======== Passage for review ========

High school activities organization

The Rhode Island Interscholastic League (RIIL) is an organization that runs and regulates interscholastic high school activities in the U.S. state of Rhode Island. A total of 54 public and private schools participate in the league and about 20,000 students annually compete in RIIL sanctioned events.

==Sports offered==

===Fall===
- Boys' & Girls' Cross Country
- Girls' Field Hockey
- Football
- Girls' Tennis
- UnifiedVolleyball (Note: This sport is hosted in collaboration with the Special Olympics, along with Unified Basketball.)
- Boys' & Girls' Soccer
- Girls' Volleyball

===Winter===
- Boys' & Girls' Basketball
- Competition Cheerleading
- Gymnastics
- Boys' & Girls' hockey
- Boys' & Girls' Indoor Track
- Boys' & Girls' Swimming
- Wrestling

===Spring===
- Baseball
- Girls' Fastpitch softball
- Boys' & Girls' Lacrosse
- Golf
- Boys' Tennis
- Boys' & Girls' Outdoor Track
- Unified Basketball (Note: This sport is hosted in collaboration with the Special Olympics, along with Unified Volleyball.)
Source

==Mount St. Charles hockey dynasty==
The Mount Saint Charles Academy Mounties boys' ice hockey team captured the RIIL state title 26 times in a row from 1978 to 2003.

======== Entries provided ========

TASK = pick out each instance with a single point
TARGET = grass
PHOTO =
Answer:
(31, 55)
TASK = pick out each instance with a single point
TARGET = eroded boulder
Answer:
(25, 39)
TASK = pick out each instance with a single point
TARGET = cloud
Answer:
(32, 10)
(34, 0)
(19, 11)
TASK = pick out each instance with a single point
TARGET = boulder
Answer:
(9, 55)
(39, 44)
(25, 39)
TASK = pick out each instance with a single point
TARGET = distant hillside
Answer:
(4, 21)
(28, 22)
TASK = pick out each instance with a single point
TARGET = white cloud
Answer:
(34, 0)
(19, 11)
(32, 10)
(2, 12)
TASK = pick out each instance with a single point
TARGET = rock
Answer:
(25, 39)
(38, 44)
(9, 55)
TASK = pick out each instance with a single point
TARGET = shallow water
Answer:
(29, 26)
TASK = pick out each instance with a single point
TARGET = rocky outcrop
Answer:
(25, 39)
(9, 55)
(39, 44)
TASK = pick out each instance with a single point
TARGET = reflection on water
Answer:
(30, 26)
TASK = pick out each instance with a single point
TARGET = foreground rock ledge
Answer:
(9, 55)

========

#### Questions to answer
1 > According to the text about the Rhode Island Interscholastic League, how many students compete in RIIL sanctioned events each year?
2 > In two sentences, what does the text about the Rhode Island Interscholastic League say?
3 > Can you duplicate the part of the text about the Rhode Island Interscholastic League that begins at the words "High school activities organization" and stops after "RIIL sanctioned events."?

#### Solutions in order
1 > About 20,000 students compete in RIIL sanctioned events each year.

2 > The Rhode Island Interscholastic League (RIIL) runs and regulates interscholastic high school activities in Rhode Island, with 54 public and private schools and about 20,000 students taking part each year in sports offered across fall, winter, and spring seasons. Among those sports are two unified sports hosted with the Special Olympics, and the Mount Saint Charles Academy Mounties boys' ice hockey team won the RIIL state title 26 times in a row from 1978 to 2003.

3 >
High school activities organization

The Rhode Island Interscholastic League (RIIL) is an organization that runs and regulates interscholastic high school activities in the U.S. state of Rhode Island. A total of 54 public and private schools participate in the league and about 20,000 students annually compete in RIIL sanctioned events.